● **WRITTEN PROBLEM**
In the records below, put each line from the one containing "tile in the image above." through the last line into a Markdown table with the columns Row and Line text, numbering the rows and leaving out blank lines. Include only those lines.

A block of data
— Begin —
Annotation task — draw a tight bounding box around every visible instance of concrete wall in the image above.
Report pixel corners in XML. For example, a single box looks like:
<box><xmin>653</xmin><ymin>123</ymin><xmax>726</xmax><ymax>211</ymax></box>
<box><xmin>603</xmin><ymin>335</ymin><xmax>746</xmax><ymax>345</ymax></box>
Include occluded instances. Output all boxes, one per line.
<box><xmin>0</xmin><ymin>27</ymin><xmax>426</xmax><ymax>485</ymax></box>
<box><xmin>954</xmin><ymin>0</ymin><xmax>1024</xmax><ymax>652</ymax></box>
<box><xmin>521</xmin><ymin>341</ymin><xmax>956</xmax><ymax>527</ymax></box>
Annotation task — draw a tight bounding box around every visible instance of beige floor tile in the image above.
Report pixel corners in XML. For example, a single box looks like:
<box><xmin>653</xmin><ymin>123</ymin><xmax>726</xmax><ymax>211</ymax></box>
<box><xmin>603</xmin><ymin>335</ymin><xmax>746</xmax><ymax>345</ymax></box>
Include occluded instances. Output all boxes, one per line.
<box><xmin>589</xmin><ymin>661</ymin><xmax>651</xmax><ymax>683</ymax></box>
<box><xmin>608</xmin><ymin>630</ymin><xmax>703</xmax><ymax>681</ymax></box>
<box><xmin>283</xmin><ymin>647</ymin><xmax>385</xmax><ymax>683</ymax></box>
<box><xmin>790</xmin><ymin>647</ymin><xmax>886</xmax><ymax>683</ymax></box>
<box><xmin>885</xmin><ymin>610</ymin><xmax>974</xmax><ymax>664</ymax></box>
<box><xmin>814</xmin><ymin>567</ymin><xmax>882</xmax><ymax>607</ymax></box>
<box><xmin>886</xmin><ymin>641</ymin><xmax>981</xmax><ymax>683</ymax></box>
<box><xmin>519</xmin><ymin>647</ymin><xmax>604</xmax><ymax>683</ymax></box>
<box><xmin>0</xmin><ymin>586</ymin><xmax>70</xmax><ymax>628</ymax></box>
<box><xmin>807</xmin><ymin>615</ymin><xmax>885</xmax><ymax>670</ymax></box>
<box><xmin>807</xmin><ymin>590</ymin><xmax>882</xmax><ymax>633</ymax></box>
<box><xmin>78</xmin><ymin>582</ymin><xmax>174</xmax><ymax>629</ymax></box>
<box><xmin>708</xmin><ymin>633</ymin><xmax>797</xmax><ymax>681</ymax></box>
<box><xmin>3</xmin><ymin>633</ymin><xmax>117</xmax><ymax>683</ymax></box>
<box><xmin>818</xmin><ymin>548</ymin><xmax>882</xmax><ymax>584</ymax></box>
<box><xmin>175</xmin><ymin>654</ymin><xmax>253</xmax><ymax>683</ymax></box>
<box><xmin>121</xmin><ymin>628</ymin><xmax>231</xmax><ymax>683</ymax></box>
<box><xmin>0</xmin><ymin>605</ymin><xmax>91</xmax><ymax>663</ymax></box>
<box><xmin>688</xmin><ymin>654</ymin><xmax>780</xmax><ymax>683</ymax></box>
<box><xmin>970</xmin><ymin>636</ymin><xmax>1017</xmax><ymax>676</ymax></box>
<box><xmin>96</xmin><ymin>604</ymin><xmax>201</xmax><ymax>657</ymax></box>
— End —
● **RESULT**
| Row | Line text |
|---|---|
| 1 | Annotation task — draw a tight bounding box around every visible instance of beige floor tile in the image above. |
| 2 | Report pixel corners in XML. For example, a single box looks like: |
| 3 | <box><xmin>653</xmin><ymin>123</ymin><xmax>726</xmax><ymax>211</ymax></box> |
| 4 | <box><xmin>603</xmin><ymin>335</ymin><xmax>746</xmax><ymax>345</ymax></box> |
| 5 | Include occluded instances. Output all boxes, one per line. |
| 6 | <box><xmin>589</xmin><ymin>661</ymin><xmax>651</xmax><ymax>683</ymax></box> |
| 7 | <box><xmin>608</xmin><ymin>630</ymin><xmax>703</xmax><ymax>681</ymax></box> |
| 8 | <box><xmin>283</xmin><ymin>647</ymin><xmax>385</xmax><ymax>683</ymax></box> |
| 9 | <box><xmin>790</xmin><ymin>647</ymin><xmax>886</xmax><ymax>683</ymax></box> |
| 10 | <box><xmin>885</xmin><ymin>610</ymin><xmax>974</xmax><ymax>664</ymax></box> |
| 11 | <box><xmin>814</xmin><ymin>567</ymin><xmax>882</xmax><ymax>607</ymax></box> |
| 12 | <box><xmin>886</xmin><ymin>641</ymin><xmax>981</xmax><ymax>683</ymax></box> |
| 13 | <box><xmin>519</xmin><ymin>647</ymin><xmax>604</xmax><ymax>683</ymax></box> |
| 14 | <box><xmin>0</xmin><ymin>586</ymin><xmax>70</xmax><ymax>628</ymax></box> |
| 15 | <box><xmin>807</xmin><ymin>615</ymin><xmax>885</xmax><ymax>670</ymax></box> |
| 16 | <box><xmin>807</xmin><ymin>590</ymin><xmax>882</xmax><ymax>633</ymax></box> |
| 17 | <box><xmin>78</xmin><ymin>582</ymin><xmax>174</xmax><ymax>629</ymax></box> |
| 18 | <box><xmin>708</xmin><ymin>633</ymin><xmax>797</xmax><ymax>681</ymax></box> |
| 19 | <box><xmin>3</xmin><ymin>633</ymin><xmax>117</xmax><ymax>683</ymax></box> |
| 20 | <box><xmin>818</xmin><ymin>548</ymin><xmax>882</xmax><ymax>584</ymax></box> |
| 21 | <box><xmin>175</xmin><ymin>654</ymin><xmax>253</xmax><ymax>683</ymax></box> |
| 22 | <box><xmin>121</xmin><ymin>628</ymin><xmax>231</xmax><ymax>683</ymax></box> |
| 23 | <box><xmin>0</xmin><ymin>605</ymin><xmax>91</xmax><ymax>663</ymax></box> |
| 24 | <box><xmin>688</xmin><ymin>654</ymin><xmax>780</xmax><ymax>683</ymax></box> |
| 25 | <box><xmin>970</xmin><ymin>636</ymin><xmax>1017</xmax><ymax>676</ymax></box> |
| 26 | <box><xmin>96</xmin><ymin>604</ymin><xmax>201</xmax><ymax>657</ymax></box> |